▶ [Trecho fornecido]
A queda de braços
Solange Amado
Papo vai, papo vem. Grupo animado. Alguém conta um caso: A
mãe recebe visitas na sala, quando o filho resolve sair pra brincar com os
amiguinhos. Aí, ele se embanana com a chave e grita: “MERDA!”. Silêncio
repentino e incômodo. A mãe,
horrorizada, chama o garoto e diz: “Meu filho, não se diz palavrão. Muito menos
quando temos visitas!”. E o menino: “Me desculpe, mãe, mas sabe porque eu falei
merda? “Por que? A mãe diz. E ele: “por
causa da PÔRRA da chave!”.
Não há como não comparar com a situação política do Brasil. A
gente disfarça porque tem visitas na sala, mas a porcaria é a mesma desde
tempos imemoriais.
Dia desses me preparo para sair, enfio a chave (novinha) na
fechadura: clic. Nada acontece. Clic, clic. A porta continua impávida. Saio
pela porta dos fundos e vou à cata do chaveiro, autor da chave, que há anos
trabalha nas vizinhanças. “Essa chave não funciona” , digo. O cara se
abespinha: “Não senhora, meu serviço é perfeito. A senhora não soube abrir a
porta”. Volto pra casa com o cara ofendido atrás de mim. Entramos pela porta
dos fundos. Clic, clic. Nada acontece. O sujeito vai se irritando. Desparafusa
a fechadura, examina, assopra, bota um óleo, tambor rodando beleza, mas
clic,clic, a chave não gira. Ele não economiza: “essa fechadura da senhora é
uma merda!”. Não temos visitas na sala, e só penso: “vai ver é a pôrra da sua
chave!”. Penso. Não digo, porque, em que pesem opiniões contrárias, ainda sou
uma dama. Quase chutando o balde, mas sou.

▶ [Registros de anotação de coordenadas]
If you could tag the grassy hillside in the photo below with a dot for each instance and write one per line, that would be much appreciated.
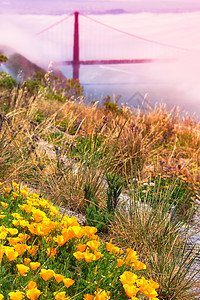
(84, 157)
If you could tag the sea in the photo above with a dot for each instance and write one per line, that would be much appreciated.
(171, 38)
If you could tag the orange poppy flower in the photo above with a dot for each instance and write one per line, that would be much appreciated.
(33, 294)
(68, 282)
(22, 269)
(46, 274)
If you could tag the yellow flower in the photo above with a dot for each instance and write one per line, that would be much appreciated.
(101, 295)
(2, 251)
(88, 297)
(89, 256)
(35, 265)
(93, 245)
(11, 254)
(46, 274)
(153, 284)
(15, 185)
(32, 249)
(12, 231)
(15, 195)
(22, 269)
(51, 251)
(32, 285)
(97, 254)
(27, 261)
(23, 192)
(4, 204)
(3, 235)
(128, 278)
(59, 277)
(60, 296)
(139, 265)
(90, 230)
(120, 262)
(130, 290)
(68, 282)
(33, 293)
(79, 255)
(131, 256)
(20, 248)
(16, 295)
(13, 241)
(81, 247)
* * *
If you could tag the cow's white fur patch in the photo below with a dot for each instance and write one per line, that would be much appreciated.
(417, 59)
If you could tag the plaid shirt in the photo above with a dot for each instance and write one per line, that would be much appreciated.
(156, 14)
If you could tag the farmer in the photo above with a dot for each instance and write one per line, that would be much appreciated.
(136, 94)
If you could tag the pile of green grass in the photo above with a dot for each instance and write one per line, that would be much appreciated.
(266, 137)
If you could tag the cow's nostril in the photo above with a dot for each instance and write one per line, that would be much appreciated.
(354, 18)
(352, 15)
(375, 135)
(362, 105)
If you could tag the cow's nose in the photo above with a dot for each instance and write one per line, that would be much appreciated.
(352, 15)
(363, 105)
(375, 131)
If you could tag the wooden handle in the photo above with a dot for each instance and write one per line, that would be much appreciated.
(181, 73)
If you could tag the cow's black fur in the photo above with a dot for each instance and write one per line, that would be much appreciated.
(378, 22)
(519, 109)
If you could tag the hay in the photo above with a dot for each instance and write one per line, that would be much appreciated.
...
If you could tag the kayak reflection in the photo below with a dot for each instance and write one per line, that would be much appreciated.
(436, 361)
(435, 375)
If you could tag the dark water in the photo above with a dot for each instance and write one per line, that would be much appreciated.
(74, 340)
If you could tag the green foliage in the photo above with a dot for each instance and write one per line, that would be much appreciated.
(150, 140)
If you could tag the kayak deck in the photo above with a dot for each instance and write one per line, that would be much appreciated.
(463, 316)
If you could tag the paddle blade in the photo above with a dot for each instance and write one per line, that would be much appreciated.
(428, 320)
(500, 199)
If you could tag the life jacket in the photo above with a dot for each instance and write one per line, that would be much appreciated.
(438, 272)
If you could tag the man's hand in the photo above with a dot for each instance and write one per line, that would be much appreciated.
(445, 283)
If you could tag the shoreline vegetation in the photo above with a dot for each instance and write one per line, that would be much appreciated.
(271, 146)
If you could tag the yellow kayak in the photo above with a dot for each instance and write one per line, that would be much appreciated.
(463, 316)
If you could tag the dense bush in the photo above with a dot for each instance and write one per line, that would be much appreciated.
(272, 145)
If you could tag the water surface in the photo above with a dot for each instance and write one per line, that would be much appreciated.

▶ [Conjunto de tarefas]
**A.** Responda a estas perguntas sobre a crônica da chave:
(i) O que o filho resolve fazer enquanto a mãe recebe visitas na sala?
(ii) Com o que a situação da anedota é comparada?
(iii) Por qual porta quem narra sai para procurar o chaveiro?
**B.** Prossiga a crônica da chave emperrada a partir da última frase.
As linhas de anotação constituem um material à parte, sem ligação com a crônica.

▶ [Resultados do exercício]
**A.**
(i) Sair para brincar com os amiguinhos.
(ii) Com a situação política do Brasil.
(iii) Pela porta dos fundos.

**B.**
O cara se recusa a
admitir que a chave não chaveia. Do fundo de uma gaveta, desovo uma chave de
reserva. Clic. A porta se abre beleza. Não ouso olhar o senhor do serviço
perfeito. Ele jamais fará um “mea culpa”. Ofereço uma coca-cola pra ele
refrescar as ideias, e muito delicadamente insinuo que talvez seja o caso de
fazer uma outra chave. “Não. É essa fechadura da senhora que é uma...” Já sei.
Essas coisas acontecem. Às vezes mudamos nós, às vezes muda o Natal. Às vezes é
a chave, às vezes a fechadura. E o velho continua empedernido: “a senhora vai
ter de trocar uns parafusos por aqui. Essa fechadura é uma m...”
Troquei a chave e desisti da queda de braços. Tem funcionado.
Na frente da lojinha do velho empedernido tem uma banca de
revista com outro velhinho que me chama de “minha princesa”. Em compensação, o
velho chaveiro, quando passo, me dirige um olhar assassino e sempre pergunta: “quando
é que vai trocar a sua fechadura”?.
Mal sabe ele que a fechadura vai muito bem obrigada e quem
está precisando de parafusos novos sou eu, ou o velhinho.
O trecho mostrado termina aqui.